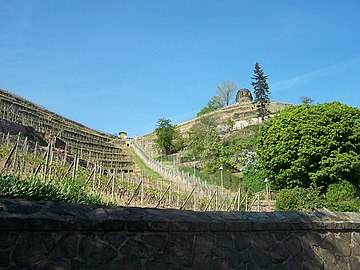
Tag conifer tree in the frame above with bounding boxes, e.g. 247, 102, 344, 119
251, 62, 270, 121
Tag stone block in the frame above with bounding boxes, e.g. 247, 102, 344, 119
78, 234, 117, 268
232, 233, 252, 251
12, 233, 47, 268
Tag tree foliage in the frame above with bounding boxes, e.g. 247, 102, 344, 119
216, 81, 237, 107
251, 62, 270, 120
325, 180, 360, 212
257, 102, 360, 189
275, 187, 324, 211
187, 117, 233, 172
155, 118, 183, 155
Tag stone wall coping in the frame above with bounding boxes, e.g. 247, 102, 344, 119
0, 198, 360, 232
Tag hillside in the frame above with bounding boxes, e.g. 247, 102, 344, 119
0, 90, 246, 210
0, 89, 134, 171
137, 101, 289, 155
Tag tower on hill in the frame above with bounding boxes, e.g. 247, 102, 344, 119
236, 88, 253, 103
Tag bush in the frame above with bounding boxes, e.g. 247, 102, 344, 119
325, 181, 360, 212
257, 102, 360, 191
0, 175, 106, 204
275, 187, 323, 211
244, 164, 266, 193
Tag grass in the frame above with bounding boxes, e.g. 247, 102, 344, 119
0, 174, 110, 205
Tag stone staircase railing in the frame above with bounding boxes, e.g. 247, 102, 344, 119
129, 139, 234, 196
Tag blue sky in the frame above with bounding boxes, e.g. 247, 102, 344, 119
0, 0, 360, 137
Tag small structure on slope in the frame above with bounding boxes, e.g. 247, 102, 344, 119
236, 88, 253, 103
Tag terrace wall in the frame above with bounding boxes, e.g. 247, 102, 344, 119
0, 199, 360, 269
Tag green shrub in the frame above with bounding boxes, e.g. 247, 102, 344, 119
325, 180, 360, 212
243, 164, 266, 193
0, 175, 108, 204
275, 187, 323, 211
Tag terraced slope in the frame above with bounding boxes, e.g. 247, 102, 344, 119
0, 89, 134, 171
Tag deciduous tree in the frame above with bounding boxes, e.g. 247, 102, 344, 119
155, 118, 182, 155
257, 102, 360, 189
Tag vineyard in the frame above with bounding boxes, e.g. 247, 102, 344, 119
0, 90, 262, 211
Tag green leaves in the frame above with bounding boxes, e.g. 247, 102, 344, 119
0, 175, 104, 204
257, 102, 360, 189
155, 118, 183, 155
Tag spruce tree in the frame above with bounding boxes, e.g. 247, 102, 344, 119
251, 62, 270, 121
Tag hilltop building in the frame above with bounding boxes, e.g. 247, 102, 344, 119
235, 88, 253, 103
118, 131, 127, 140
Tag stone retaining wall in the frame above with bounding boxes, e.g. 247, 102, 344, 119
0, 199, 360, 270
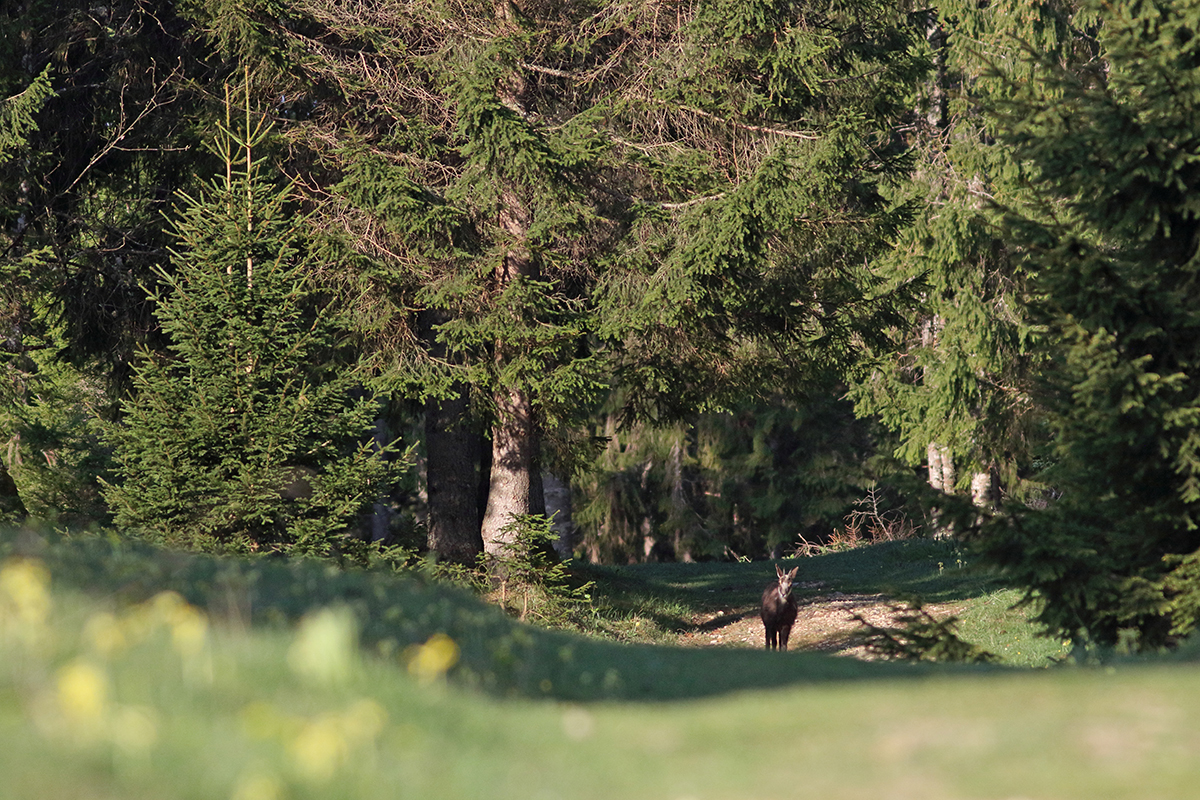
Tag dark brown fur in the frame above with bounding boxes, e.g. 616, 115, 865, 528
762, 564, 800, 650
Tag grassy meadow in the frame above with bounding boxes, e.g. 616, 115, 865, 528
0, 533, 1200, 800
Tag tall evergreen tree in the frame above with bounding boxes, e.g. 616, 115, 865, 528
106, 100, 390, 554
189, 0, 925, 566
0, 0, 206, 524
852, 0, 1091, 505
978, 0, 1200, 649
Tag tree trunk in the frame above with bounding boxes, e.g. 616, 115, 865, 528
481, 387, 545, 558
971, 469, 996, 509
541, 470, 575, 560
926, 441, 958, 494
425, 386, 484, 565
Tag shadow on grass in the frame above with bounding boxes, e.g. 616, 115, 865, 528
0, 533, 993, 702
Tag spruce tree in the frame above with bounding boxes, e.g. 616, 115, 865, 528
977, 0, 1200, 649
852, 0, 1091, 505
106, 97, 389, 554
189, 0, 925, 566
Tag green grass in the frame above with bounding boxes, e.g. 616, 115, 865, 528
0, 525, 1200, 800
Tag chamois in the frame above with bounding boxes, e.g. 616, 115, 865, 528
762, 564, 800, 650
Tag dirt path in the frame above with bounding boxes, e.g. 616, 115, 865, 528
679, 582, 961, 660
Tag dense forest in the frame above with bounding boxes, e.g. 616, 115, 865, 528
0, 0, 1200, 649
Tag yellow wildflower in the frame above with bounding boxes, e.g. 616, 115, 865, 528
406, 633, 460, 684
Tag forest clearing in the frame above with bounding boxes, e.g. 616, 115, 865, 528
0, 525, 1200, 800
7, 0, 1200, 800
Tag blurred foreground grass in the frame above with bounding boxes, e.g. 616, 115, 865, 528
0, 527, 1200, 800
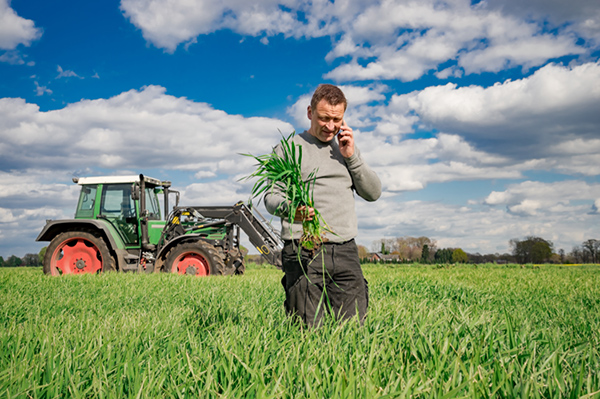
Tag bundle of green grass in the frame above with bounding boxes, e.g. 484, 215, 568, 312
244, 132, 329, 250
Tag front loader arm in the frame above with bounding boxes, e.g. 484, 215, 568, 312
178, 202, 283, 268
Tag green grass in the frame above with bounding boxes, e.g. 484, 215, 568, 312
0, 265, 600, 398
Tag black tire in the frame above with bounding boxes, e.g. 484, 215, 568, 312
227, 248, 246, 275
44, 231, 116, 276
163, 241, 226, 277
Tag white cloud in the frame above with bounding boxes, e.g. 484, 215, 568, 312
380, 63, 600, 159
55, 65, 82, 79
0, 0, 42, 50
121, 0, 600, 81
0, 86, 292, 173
483, 180, 600, 219
33, 81, 52, 96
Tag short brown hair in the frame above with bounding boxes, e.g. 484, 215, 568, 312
310, 84, 348, 111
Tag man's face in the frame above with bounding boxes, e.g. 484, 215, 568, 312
308, 100, 345, 143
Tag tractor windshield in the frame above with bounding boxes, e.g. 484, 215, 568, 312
146, 187, 160, 220
75, 186, 96, 219
100, 184, 138, 245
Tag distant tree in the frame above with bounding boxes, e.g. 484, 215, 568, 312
569, 245, 583, 263
509, 236, 554, 263
433, 248, 453, 263
581, 239, 600, 263
452, 248, 469, 263
421, 244, 429, 263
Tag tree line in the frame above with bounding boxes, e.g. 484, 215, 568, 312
0, 236, 600, 267
359, 236, 600, 264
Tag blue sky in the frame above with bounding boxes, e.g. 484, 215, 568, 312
0, 0, 600, 258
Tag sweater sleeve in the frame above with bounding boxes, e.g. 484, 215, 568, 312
344, 148, 381, 202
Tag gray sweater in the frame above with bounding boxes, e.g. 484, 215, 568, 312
264, 131, 381, 242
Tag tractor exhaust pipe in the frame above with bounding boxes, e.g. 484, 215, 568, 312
140, 174, 150, 250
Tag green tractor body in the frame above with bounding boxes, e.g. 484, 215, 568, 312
37, 175, 282, 276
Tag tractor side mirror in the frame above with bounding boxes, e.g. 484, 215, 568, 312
131, 183, 140, 201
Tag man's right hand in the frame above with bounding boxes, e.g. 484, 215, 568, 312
294, 206, 315, 222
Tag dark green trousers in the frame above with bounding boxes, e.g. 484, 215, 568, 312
281, 240, 369, 326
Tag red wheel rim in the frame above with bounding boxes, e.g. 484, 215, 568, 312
173, 252, 210, 276
50, 237, 102, 275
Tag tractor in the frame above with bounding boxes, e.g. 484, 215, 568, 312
36, 174, 283, 276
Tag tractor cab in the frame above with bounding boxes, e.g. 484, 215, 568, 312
73, 175, 171, 247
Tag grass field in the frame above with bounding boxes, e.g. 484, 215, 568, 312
0, 265, 600, 398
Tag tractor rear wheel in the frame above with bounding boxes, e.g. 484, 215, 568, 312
44, 231, 115, 276
164, 241, 226, 277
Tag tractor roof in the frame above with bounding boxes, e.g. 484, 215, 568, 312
73, 175, 165, 186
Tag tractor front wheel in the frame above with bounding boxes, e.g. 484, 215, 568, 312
44, 231, 115, 276
164, 241, 226, 277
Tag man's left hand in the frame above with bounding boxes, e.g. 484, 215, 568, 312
337, 120, 354, 158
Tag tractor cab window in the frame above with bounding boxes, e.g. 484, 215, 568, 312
146, 187, 160, 220
75, 186, 96, 219
100, 184, 138, 245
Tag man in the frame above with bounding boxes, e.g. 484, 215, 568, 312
264, 84, 381, 326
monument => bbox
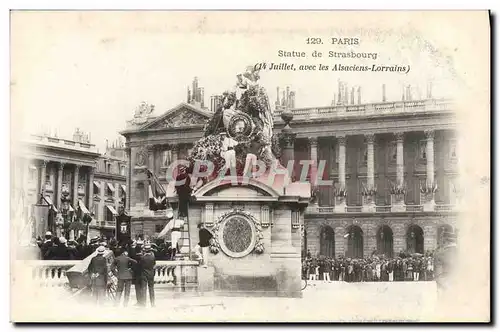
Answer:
[167,67,311,297]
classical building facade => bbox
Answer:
[90,142,128,237]
[122,78,460,257]
[11,130,100,241]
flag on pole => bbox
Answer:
[147,170,168,211]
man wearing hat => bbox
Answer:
[130,239,144,305]
[40,232,53,259]
[158,209,184,259]
[112,249,137,307]
[195,223,214,268]
[140,243,156,307]
[88,246,108,304]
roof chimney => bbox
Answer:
[406,84,412,100]
[427,82,432,99]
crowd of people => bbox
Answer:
[37,220,213,307]
[36,232,180,260]
[302,252,434,282]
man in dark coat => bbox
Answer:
[40,232,53,259]
[175,165,192,217]
[130,241,143,305]
[197,223,213,268]
[140,244,156,307]
[88,246,108,304]
[112,249,137,307]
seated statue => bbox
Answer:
[189,67,277,182]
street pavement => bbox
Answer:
[30,281,437,322]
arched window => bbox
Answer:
[346,225,363,258]
[437,224,453,247]
[377,225,394,258]
[406,225,424,254]
[319,226,335,257]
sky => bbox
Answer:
[11,12,461,152]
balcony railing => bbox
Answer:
[24,260,199,292]
[434,204,455,212]
[275,99,453,120]
[406,205,424,212]
[306,204,457,214]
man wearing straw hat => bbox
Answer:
[139,243,156,307]
[88,246,108,304]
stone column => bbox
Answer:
[146,145,156,172]
[395,133,404,187]
[366,134,375,189]
[362,134,376,212]
[309,137,319,205]
[335,136,347,212]
[309,137,318,186]
[171,144,179,161]
[337,136,346,189]
[270,205,301,297]
[425,130,434,187]
[87,166,96,213]
[422,224,437,252]
[391,132,406,212]
[420,130,436,211]
[73,165,80,210]
[37,160,48,202]
[54,163,64,208]
[125,147,132,211]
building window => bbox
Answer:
[63,171,71,182]
[106,183,114,196]
[359,145,368,165]
[78,173,87,183]
[93,181,99,195]
[104,206,114,221]
[28,165,36,181]
[449,140,457,159]
[162,150,172,166]
[418,140,427,159]
[389,141,398,162]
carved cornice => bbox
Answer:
[365,133,375,144]
[424,130,435,141]
[280,133,297,148]
[394,131,405,143]
[308,137,318,146]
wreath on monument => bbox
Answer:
[210,209,264,255]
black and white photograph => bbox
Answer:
[9,10,491,323]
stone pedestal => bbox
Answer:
[391,194,406,212]
[174,175,310,297]
[361,195,376,212]
[420,193,436,212]
[198,266,215,295]
[334,196,347,213]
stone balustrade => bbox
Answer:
[274,99,453,122]
[26,260,80,287]
[25,260,199,291]
[306,204,458,215]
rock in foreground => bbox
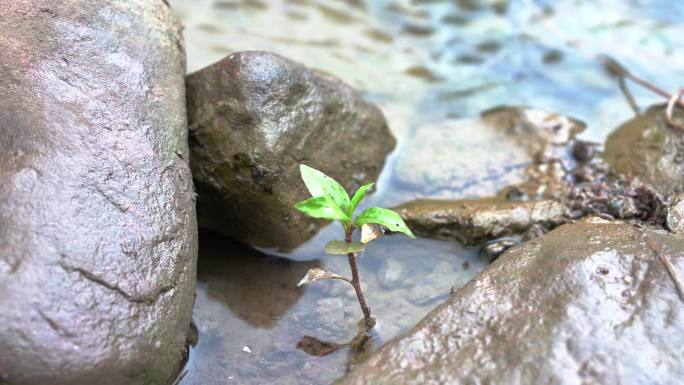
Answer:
[0,0,197,385]
[187,52,395,250]
[394,198,567,245]
[604,106,684,198]
[394,107,584,198]
[338,222,684,385]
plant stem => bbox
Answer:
[344,227,375,332]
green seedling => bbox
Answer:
[295,164,415,331]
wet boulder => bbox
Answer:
[604,106,684,197]
[187,52,395,251]
[394,107,585,198]
[0,0,197,385]
[338,220,684,385]
[394,197,567,245]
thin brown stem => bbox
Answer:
[344,227,375,332]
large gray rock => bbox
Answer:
[187,52,395,251]
[604,106,684,197]
[0,0,197,385]
[338,222,684,385]
[394,197,568,245]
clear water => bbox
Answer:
[170,0,684,385]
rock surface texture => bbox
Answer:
[187,52,395,251]
[604,106,684,198]
[0,0,197,385]
[338,221,684,385]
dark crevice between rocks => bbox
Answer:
[59,262,176,305]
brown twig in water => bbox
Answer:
[618,76,641,115]
[646,239,684,302]
[599,56,684,108]
[344,227,375,332]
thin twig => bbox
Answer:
[618,76,641,115]
[646,239,684,302]
[665,87,684,130]
[599,56,684,108]
[344,228,375,332]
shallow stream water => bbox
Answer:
[170,0,684,385]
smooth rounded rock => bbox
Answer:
[187,51,395,251]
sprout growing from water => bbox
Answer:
[295,164,415,331]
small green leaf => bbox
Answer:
[325,241,364,255]
[295,197,351,223]
[349,183,374,216]
[354,207,415,238]
[299,164,351,213]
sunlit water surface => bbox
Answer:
[170,0,684,385]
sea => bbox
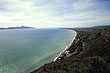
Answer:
[0,29,75,73]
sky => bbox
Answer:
[0,0,110,28]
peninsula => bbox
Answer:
[31,26,110,73]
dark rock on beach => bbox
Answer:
[31,26,110,73]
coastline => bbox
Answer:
[31,27,110,73]
[53,30,77,62]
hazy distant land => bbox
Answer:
[32,26,110,73]
[0,26,34,30]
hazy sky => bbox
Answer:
[0,0,110,27]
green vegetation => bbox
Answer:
[32,26,110,73]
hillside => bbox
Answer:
[31,26,110,73]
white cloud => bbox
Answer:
[0,0,110,27]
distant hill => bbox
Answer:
[0,26,34,30]
[31,26,110,73]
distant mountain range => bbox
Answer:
[0,26,34,30]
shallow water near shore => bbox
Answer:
[0,29,75,73]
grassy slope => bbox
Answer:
[32,26,110,73]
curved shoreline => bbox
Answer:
[53,30,77,61]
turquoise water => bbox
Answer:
[0,29,75,73]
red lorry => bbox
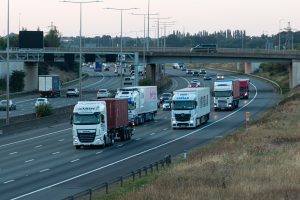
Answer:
[239,79,250,99]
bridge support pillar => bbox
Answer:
[289,60,300,88]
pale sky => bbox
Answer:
[0,0,300,37]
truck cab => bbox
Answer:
[71,101,112,149]
[212,80,240,111]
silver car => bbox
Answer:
[0,100,17,110]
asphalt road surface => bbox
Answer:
[0,69,279,200]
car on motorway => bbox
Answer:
[217,74,224,80]
[199,69,206,75]
[203,74,212,81]
[159,92,173,103]
[189,78,200,87]
[162,100,172,110]
[193,71,200,76]
[97,89,112,99]
[0,100,17,110]
[185,69,193,76]
[66,88,79,98]
[34,97,49,107]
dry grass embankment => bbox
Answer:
[103,88,300,200]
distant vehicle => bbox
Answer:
[159,93,173,103]
[190,44,217,53]
[162,100,172,110]
[94,62,103,72]
[239,79,250,99]
[0,100,17,110]
[39,75,60,97]
[203,74,212,81]
[217,74,224,80]
[185,69,193,76]
[66,88,79,98]
[193,71,200,76]
[212,80,240,111]
[115,86,157,125]
[123,76,132,85]
[171,87,210,129]
[189,78,200,87]
[97,89,111,99]
[199,69,206,75]
[34,98,49,107]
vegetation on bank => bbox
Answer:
[97,87,300,200]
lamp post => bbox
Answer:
[6,0,9,125]
[61,0,102,101]
[131,13,158,78]
[104,8,138,88]
[278,19,284,51]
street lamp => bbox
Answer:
[6,0,9,125]
[104,8,139,88]
[61,0,102,101]
[131,13,158,79]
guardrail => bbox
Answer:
○ ○ ○
Task description: Reproduce the lines of the listing from the one containing "Tag vineyard in" through the one containing "0, 199, 360, 270", including both of those lines.

Task answer:
Tag vineyard in the frame above with bounding boxes, e.g. 247, 102, 344, 119
0, 90, 262, 211
Tag green leaves in the frame above with bounding boxes, e.g. 247, 102, 344, 119
0, 175, 104, 204
257, 102, 360, 189
155, 118, 183, 155
Tag spruce tree in the frame above with bounding boxes, e.g. 247, 102, 344, 119
251, 62, 270, 121
Tag hilltop building in the frame above with bounding boxes, e.g. 247, 102, 344, 119
235, 88, 253, 103
118, 131, 127, 140
Tag stone retaining wall in the frame above with bounding boxes, e.g. 247, 102, 344, 119
0, 199, 360, 270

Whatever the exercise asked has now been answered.